**Activity**:
The expected answer comprises all lines from the entries that contain the string "blurred".

**Information given**:
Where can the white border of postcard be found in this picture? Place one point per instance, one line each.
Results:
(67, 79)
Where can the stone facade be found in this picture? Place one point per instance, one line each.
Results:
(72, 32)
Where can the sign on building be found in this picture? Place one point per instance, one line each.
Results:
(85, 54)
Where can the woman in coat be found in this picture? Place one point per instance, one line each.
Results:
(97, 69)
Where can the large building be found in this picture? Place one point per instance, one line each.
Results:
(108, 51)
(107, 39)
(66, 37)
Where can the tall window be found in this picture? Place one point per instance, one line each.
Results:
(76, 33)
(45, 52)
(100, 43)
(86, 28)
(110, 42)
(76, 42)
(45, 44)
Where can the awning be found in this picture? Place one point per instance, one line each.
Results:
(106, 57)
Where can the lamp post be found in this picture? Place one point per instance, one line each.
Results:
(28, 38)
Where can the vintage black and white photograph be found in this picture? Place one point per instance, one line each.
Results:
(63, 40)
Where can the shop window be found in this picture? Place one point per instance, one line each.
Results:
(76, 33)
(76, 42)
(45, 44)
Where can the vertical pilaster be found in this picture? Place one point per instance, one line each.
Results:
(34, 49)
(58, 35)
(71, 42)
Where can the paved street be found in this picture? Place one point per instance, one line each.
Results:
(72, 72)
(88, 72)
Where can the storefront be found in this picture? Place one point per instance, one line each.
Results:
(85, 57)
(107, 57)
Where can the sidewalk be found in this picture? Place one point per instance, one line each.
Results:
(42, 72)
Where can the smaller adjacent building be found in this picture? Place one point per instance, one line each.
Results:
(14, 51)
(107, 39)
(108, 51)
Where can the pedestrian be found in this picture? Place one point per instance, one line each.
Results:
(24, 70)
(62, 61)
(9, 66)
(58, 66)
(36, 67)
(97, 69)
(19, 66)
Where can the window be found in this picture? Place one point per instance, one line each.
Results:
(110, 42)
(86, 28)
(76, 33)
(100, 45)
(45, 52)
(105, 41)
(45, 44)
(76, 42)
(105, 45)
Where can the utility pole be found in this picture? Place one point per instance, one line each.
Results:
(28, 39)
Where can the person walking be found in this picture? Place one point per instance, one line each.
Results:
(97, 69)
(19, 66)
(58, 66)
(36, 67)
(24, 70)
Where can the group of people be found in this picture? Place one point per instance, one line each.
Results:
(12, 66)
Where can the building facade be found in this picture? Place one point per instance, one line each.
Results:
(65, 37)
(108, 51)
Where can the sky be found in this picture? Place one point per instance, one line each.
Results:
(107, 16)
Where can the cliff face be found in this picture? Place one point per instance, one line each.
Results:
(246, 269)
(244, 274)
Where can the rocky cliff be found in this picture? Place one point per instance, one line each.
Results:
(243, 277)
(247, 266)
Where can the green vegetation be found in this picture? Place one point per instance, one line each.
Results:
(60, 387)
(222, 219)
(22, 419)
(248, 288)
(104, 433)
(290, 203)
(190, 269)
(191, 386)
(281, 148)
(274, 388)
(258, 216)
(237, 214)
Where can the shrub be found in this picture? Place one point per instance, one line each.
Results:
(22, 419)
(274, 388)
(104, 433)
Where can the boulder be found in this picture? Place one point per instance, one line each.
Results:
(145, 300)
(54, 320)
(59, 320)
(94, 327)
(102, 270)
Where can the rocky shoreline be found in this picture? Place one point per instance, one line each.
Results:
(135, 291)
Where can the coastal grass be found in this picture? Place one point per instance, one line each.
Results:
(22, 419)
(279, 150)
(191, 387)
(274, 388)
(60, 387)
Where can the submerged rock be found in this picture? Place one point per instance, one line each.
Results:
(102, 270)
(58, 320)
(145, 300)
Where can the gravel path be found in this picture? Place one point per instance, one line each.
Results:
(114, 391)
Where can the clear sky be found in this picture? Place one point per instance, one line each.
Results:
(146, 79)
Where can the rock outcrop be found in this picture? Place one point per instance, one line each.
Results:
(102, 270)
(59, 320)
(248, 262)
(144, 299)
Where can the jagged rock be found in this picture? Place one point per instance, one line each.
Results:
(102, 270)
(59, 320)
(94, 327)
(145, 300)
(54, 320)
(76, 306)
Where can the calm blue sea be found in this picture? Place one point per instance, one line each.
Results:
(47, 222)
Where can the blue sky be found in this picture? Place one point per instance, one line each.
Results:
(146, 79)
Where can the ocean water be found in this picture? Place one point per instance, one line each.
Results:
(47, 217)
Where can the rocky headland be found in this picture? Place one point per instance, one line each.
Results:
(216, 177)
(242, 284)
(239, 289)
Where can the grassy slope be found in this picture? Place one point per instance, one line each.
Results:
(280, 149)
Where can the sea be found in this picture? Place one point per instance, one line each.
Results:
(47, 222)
--
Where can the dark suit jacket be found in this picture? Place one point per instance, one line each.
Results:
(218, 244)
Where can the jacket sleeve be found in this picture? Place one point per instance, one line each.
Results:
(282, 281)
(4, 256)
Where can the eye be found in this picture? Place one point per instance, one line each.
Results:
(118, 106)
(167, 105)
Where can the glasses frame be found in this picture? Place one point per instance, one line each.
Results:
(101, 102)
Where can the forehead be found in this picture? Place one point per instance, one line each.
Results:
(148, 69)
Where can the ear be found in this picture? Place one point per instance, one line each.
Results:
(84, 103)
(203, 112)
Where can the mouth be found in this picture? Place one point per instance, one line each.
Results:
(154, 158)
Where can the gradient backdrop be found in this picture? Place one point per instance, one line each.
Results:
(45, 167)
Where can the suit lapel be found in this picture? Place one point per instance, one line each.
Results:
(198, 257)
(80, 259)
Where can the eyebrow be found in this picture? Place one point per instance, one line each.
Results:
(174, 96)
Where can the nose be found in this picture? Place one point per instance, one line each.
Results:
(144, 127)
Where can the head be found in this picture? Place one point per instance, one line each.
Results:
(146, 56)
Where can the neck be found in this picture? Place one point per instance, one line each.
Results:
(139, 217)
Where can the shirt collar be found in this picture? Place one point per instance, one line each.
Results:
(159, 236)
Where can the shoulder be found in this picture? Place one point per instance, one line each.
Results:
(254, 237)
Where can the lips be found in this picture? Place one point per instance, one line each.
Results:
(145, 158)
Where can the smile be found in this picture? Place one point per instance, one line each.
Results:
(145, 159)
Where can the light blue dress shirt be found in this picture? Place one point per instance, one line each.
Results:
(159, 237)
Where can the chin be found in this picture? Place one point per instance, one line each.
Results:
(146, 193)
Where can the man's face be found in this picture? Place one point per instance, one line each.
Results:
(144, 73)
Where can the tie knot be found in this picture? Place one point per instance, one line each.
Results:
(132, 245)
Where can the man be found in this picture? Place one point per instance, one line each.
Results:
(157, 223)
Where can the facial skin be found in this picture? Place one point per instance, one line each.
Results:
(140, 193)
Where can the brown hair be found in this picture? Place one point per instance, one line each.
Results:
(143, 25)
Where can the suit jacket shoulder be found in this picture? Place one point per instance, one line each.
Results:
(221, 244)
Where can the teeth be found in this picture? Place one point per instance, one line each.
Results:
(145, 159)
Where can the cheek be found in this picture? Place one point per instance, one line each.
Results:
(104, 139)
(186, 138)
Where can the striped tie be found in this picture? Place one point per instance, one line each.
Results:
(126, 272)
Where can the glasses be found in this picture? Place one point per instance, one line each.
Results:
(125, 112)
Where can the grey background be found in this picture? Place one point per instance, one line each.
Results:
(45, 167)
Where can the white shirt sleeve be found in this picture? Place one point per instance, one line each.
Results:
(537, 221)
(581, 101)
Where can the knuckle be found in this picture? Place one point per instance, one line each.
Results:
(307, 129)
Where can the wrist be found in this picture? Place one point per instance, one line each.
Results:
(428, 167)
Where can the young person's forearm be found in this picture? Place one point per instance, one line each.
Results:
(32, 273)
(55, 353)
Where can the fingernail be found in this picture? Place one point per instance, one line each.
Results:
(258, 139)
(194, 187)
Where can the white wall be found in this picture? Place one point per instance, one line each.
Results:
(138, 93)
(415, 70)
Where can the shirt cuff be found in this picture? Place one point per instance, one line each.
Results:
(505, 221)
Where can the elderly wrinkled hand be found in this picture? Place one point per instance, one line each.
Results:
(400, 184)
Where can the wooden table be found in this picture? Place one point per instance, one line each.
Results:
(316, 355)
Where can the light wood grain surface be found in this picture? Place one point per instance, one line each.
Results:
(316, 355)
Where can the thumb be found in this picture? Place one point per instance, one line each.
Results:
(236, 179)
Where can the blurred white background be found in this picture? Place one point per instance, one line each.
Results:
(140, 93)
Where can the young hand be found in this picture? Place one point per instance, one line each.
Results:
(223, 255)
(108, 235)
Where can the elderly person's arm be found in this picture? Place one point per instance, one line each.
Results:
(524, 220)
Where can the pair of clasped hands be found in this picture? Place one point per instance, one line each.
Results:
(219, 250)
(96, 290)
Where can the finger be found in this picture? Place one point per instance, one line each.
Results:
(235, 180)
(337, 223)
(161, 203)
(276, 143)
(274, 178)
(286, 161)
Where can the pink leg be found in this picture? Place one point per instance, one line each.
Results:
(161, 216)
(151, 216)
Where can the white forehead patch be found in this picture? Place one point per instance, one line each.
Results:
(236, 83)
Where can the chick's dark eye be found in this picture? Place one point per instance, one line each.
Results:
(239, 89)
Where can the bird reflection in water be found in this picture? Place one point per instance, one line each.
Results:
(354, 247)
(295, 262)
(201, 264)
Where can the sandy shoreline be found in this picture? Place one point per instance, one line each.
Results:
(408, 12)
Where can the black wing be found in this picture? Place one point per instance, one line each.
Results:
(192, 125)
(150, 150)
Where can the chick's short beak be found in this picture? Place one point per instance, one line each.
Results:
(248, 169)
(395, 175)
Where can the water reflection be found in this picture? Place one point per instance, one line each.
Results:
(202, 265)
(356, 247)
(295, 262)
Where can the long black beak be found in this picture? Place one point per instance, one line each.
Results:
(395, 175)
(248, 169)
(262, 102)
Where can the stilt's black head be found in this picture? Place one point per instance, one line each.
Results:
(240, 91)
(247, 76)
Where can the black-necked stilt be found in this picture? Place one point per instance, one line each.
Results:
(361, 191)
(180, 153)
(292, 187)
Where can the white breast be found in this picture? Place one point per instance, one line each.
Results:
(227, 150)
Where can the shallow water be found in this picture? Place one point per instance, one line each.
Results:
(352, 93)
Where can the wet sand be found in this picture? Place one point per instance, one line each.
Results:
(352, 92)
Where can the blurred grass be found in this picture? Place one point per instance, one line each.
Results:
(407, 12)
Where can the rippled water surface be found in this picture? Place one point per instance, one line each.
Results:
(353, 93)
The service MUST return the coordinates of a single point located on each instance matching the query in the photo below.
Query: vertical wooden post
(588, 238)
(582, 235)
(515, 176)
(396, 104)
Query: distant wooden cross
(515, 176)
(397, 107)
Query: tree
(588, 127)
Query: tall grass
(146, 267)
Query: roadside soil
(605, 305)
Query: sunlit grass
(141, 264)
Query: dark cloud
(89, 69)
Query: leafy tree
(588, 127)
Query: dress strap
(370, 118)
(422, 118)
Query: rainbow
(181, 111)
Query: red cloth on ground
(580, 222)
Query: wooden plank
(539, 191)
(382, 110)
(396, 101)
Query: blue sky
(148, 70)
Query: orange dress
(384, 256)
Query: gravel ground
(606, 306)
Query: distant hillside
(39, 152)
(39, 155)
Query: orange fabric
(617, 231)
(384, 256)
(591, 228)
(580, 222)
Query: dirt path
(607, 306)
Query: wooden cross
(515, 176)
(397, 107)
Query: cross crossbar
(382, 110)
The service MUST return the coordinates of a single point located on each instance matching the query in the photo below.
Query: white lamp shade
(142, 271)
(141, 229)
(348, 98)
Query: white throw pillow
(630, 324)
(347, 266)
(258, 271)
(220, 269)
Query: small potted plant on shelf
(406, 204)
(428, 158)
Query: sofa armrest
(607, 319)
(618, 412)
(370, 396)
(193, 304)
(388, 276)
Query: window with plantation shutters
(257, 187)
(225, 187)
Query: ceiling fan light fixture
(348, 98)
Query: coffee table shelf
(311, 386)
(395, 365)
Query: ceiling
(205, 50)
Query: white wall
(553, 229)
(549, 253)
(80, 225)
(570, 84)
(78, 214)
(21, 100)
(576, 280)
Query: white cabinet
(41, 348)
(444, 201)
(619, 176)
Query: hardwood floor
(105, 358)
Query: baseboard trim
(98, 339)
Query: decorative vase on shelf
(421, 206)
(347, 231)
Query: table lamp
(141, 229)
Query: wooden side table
==
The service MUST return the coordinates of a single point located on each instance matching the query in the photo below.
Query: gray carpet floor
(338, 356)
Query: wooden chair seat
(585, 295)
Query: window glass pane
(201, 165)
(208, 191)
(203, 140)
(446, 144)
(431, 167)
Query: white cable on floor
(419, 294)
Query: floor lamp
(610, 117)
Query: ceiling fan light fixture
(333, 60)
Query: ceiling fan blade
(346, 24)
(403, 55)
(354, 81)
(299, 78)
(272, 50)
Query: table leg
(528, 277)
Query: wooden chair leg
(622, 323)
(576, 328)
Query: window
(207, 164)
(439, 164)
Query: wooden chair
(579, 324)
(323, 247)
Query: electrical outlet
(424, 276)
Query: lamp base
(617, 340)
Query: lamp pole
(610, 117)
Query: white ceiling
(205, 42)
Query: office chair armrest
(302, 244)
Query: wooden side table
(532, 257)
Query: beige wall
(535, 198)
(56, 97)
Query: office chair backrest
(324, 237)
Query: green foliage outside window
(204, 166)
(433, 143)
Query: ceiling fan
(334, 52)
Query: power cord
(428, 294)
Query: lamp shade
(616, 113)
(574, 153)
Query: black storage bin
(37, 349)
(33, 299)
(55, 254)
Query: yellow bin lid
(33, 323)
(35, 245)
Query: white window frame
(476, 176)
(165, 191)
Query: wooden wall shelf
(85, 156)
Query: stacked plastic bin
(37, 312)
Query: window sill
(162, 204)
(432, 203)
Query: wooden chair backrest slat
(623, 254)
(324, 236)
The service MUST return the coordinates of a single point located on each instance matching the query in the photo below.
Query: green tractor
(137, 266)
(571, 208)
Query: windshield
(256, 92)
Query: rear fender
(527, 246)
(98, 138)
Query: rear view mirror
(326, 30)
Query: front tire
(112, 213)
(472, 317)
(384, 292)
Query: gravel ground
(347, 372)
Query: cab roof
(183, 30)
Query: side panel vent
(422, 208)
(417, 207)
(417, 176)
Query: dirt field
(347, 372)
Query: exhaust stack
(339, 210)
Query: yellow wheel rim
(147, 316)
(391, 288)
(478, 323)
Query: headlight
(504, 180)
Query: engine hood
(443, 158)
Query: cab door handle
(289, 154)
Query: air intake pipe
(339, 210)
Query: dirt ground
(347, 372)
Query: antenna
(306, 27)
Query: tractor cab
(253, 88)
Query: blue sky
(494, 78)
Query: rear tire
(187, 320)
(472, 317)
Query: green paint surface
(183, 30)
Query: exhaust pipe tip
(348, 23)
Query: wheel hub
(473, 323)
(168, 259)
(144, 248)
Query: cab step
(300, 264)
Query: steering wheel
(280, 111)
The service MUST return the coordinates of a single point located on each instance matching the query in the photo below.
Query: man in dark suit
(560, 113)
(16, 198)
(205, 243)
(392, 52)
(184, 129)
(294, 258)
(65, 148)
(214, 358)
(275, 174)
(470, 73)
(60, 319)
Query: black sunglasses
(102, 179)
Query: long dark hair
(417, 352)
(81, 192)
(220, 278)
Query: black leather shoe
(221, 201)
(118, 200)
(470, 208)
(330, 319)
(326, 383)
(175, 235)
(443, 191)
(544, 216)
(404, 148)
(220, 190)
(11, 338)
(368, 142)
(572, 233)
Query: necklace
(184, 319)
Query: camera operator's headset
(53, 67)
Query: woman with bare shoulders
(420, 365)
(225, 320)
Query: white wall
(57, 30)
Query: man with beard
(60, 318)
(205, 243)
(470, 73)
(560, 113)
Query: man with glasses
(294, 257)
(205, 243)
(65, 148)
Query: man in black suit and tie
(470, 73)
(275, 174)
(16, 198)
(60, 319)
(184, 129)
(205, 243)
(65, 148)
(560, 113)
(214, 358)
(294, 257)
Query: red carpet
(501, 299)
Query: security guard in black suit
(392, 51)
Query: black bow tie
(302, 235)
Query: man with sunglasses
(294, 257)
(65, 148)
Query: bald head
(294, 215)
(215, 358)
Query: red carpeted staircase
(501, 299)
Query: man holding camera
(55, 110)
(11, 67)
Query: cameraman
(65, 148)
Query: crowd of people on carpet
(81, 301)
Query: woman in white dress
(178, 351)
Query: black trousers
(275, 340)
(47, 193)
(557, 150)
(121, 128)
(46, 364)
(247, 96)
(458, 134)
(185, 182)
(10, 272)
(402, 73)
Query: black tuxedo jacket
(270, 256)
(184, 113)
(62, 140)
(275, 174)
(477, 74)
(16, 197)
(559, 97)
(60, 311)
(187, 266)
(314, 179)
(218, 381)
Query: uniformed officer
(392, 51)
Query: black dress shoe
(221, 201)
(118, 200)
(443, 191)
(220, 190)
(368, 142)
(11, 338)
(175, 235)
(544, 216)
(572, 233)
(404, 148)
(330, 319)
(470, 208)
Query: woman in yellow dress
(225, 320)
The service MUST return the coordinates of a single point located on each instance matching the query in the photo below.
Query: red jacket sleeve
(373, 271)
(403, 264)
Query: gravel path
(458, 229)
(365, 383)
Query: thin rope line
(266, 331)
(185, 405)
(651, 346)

**Result for this task**:
Where can the blurred white background be found in this picture? Place one point per instance, one line each.
Where can the blurred grass be found in this picture? Place one point per instance, one line each.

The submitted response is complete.